● **Instruction 1**:
In the records below, what JSON list of strings do you get if you turn each line into one string, from the line containing "on the dirt" through the end of the records, leaving out blank lines?
===== Source =====
The CALIS Procedure

Input Data Sets

Subsections:

BASEFIT= or INBASEFIT= Data Set
DATA= Data Set
INEST= Data Set
INMODEL= or INRAM= Data Set
INWGT= Data Set

You can use four different kinds of input data sets in the CALIS procedure, and you can use them simultaneously. The DATA= data set contains the data to be analyzed, and it can be an ordinary SAS data set containing raw data or a special TYPE=COV, TYPE=UCOV, TYPE=CORR, TYPE=UCORR, TYPE=SSCP, or TYPE=FACTOR data set containing previously computed statistics. The INEST= data set specifies an input data set that contains initial estimates for the parameters used in the optimization process, and it can also contain boundary and general linear constraints on the parameters. If the model does not change too much, you can use an OUTEST= data set from a previous PROC CALIS analysis; the initial estimates are taken from the values of the _TYPE_=PARMS observation. The INMODEL= or INRAM= data set contains information of the analysis models (except for user-written programming statements). Often the INMODEL= data set is created as the OUTMODEL= data set from a previous PROC CALIS analysis. See the section OUTMODEL= or OUTRAM= Data Set for the structure of both OUTMODEL= and INMODEL= data sets. Using the INWGT= data set enables you to read in the weight matrix $\mb{W}$ that can be used in generalized least squares, weighted least squares, or diagonally weighted least squares estimation.
===== Entries provided =====
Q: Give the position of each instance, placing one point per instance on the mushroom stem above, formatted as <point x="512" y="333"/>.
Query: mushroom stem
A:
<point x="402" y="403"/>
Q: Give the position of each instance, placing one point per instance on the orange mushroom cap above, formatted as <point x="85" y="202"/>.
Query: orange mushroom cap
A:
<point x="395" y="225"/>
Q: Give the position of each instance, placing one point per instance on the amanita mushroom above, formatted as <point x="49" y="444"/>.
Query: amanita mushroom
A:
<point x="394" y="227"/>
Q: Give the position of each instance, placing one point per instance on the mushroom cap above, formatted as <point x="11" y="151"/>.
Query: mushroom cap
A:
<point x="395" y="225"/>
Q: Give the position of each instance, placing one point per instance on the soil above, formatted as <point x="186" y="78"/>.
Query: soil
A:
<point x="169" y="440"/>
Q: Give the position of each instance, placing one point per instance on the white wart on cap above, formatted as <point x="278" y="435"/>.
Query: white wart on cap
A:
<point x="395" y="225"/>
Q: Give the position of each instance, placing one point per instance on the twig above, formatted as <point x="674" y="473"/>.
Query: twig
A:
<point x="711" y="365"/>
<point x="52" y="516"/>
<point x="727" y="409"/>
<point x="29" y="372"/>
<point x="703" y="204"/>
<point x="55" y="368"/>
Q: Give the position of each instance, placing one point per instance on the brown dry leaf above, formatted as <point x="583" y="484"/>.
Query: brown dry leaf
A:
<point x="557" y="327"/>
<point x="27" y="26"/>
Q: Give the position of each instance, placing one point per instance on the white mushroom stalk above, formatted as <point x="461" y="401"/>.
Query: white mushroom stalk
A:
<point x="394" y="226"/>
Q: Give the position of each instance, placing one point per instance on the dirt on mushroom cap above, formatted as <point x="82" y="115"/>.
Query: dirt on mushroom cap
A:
=====
● **Instruction 2**:
When an OUTEST= data set from an earlier run is used as input, which observation supplies the initial estimates, according to the CALIS procedure page?

● **Correct result 1**:
[
  "Q: Give the position of each instance, placing one point per instance on the dirt on mushroom cap above, formatted as <point x=\"82\" y=\"115\"/>.",
  "Query: dirt on mushroom cap",
  "A:"
]

● **Correct result 2**:
The _TYPE_=PARMS observation.